In the entries that follow, find each line with the word "windshield" and copy it.

*** Exercise data ***

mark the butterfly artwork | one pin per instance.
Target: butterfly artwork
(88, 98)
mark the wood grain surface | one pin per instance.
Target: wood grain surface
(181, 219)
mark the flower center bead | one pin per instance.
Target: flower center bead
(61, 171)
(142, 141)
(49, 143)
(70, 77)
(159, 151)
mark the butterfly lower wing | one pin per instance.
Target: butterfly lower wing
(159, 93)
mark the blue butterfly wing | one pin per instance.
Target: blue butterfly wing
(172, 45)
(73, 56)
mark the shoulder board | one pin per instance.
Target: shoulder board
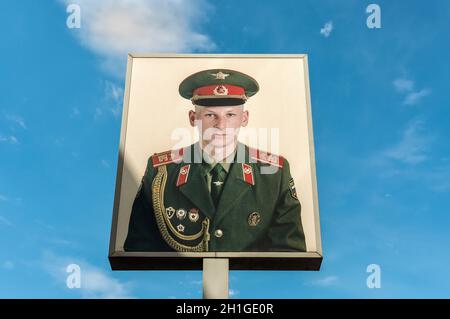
(265, 157)
(167, 157)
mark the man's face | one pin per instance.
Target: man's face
(219, 125)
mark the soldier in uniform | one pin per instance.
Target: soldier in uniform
(217, 194)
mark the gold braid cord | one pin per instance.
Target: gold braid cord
(162, 220)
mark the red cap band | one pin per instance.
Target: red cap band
(221, 89)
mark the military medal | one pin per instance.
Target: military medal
(247, 174)
(183, 175)
(254, 219)
(181, 213)
(193, 215)
(170, 211)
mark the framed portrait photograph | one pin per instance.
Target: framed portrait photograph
(216, 160)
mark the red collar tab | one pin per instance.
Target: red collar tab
(265, 157)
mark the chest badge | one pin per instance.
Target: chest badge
(181, 213)
(193, 215)
(254, 219)
(170, 211)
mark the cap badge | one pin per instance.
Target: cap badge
(180, 228)
(181, 213)
(219, 75)
(220, 90)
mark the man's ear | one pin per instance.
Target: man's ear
(192, 117)
(245, 116)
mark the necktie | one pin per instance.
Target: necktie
(218, 176)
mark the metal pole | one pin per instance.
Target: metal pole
(215, 278)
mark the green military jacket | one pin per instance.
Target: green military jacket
(258, 209)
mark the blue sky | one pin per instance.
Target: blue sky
(380, 103)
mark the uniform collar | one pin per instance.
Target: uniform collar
(208, 163)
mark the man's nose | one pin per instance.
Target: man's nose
(221, 122)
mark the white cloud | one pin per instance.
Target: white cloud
(9, 139)
(327, 281)
(95, 282)
(327, 29)
(113, 28)
(114, 95)
(413, 145)
(403, 85)
(16, 120)
(406, 86)
(415, 97)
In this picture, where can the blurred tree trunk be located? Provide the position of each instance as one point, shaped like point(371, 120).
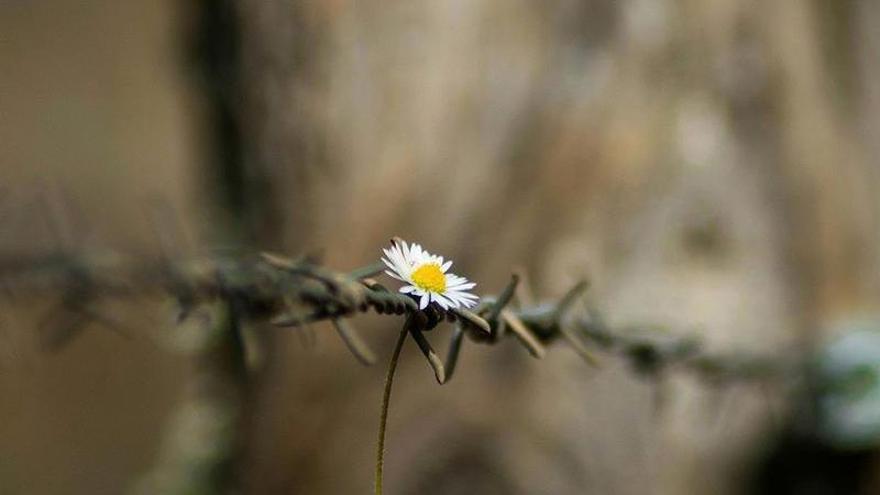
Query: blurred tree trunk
point(699, 160)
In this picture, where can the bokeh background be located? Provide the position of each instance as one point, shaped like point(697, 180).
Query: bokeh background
point(710, 166)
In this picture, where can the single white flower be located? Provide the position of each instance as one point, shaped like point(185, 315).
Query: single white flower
point(426, 276)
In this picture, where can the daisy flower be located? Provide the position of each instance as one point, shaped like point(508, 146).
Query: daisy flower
point(426, 276)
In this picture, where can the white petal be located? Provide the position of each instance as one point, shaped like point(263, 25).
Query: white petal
point(467, 286)
point(394, 275)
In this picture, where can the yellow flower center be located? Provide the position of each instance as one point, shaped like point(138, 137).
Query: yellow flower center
point(430, 278)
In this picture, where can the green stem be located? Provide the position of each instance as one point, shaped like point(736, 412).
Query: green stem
point(386, 400)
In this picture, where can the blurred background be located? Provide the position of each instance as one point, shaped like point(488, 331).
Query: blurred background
point(710, 166)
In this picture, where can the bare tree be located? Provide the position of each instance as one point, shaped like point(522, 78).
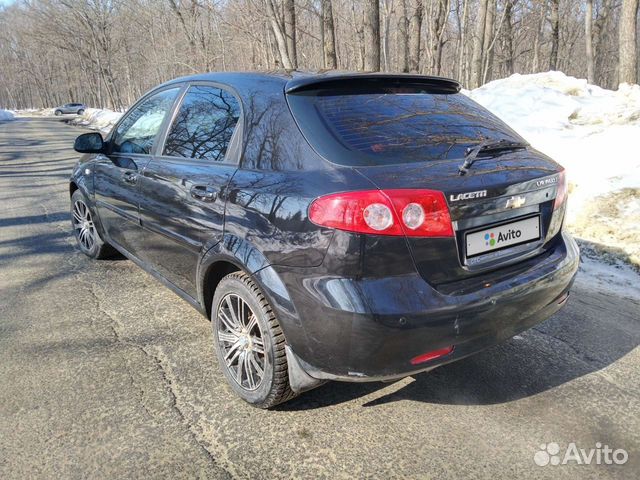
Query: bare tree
point(328, 35)
point(372, 35)
point(290, 31)
point(554, 20)
point(588, 40)
point(628, 55)
point(108, 52)
point(478, 44)
point(415, 29)
point(403, 38)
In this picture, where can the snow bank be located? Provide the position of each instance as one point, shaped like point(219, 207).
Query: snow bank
point(6, 115)
point(98, 119)
point(592, 132)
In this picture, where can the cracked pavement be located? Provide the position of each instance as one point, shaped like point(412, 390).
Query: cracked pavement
point(106, 373)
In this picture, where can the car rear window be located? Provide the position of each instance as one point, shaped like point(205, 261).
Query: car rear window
point(385, 126)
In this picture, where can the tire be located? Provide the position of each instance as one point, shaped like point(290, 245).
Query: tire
point(239, 350)
point(87, 236)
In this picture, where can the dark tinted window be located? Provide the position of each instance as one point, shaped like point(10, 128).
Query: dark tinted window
point(137, 132)
point(204, 124)
point(393, 125)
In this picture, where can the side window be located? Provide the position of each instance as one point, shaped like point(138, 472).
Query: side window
point(138, 130)
point(204, 124)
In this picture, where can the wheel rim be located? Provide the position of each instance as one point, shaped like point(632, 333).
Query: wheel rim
point(83, 225)
point(241, 342)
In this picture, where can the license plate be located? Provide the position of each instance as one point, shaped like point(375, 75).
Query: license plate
point(503, 236)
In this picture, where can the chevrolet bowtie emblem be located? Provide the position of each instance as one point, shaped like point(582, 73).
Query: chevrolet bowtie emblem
point(516, 202)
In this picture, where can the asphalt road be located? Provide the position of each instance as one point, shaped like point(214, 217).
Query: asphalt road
point(105, 373)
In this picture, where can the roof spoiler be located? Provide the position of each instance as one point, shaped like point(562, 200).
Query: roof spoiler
point(434, 84)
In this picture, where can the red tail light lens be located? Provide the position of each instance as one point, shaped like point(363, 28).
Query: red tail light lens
point(425, 357)
point(415, 213)
point(561, 194)
point(424, 213)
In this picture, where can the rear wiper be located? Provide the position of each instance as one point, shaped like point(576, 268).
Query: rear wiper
point(487, 146)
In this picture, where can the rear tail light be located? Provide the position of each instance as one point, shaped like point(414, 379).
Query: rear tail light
point(425, 357)
point(561, 194)
point(415, 213)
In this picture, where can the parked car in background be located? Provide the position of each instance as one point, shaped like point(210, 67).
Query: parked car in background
point(75, 108)
point(352, 227)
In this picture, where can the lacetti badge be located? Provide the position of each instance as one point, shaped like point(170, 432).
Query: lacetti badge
point(468, 195)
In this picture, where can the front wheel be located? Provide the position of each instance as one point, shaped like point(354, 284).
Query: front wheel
point(249, 342)
point(85, 231)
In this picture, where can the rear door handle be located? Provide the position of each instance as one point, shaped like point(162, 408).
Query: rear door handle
point(205, 193)
point(130, 177)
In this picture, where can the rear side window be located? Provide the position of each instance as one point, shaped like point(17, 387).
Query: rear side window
point(204, 124)
point(385, 126)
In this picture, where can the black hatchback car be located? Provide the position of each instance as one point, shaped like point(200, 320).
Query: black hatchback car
point(354, 227)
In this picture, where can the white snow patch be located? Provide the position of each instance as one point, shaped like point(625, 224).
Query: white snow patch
point(6, 115)
point(589, 130)
point(617, 278)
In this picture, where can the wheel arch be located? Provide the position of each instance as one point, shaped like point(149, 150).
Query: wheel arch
point(237, 254)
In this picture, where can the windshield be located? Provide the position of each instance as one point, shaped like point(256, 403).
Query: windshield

*** End of Exercise data ***

__Written answer__.
In this picture, where can the windshield be located? Provide the position of each instance as one point, shaped like point(256, 403).
Query: windshield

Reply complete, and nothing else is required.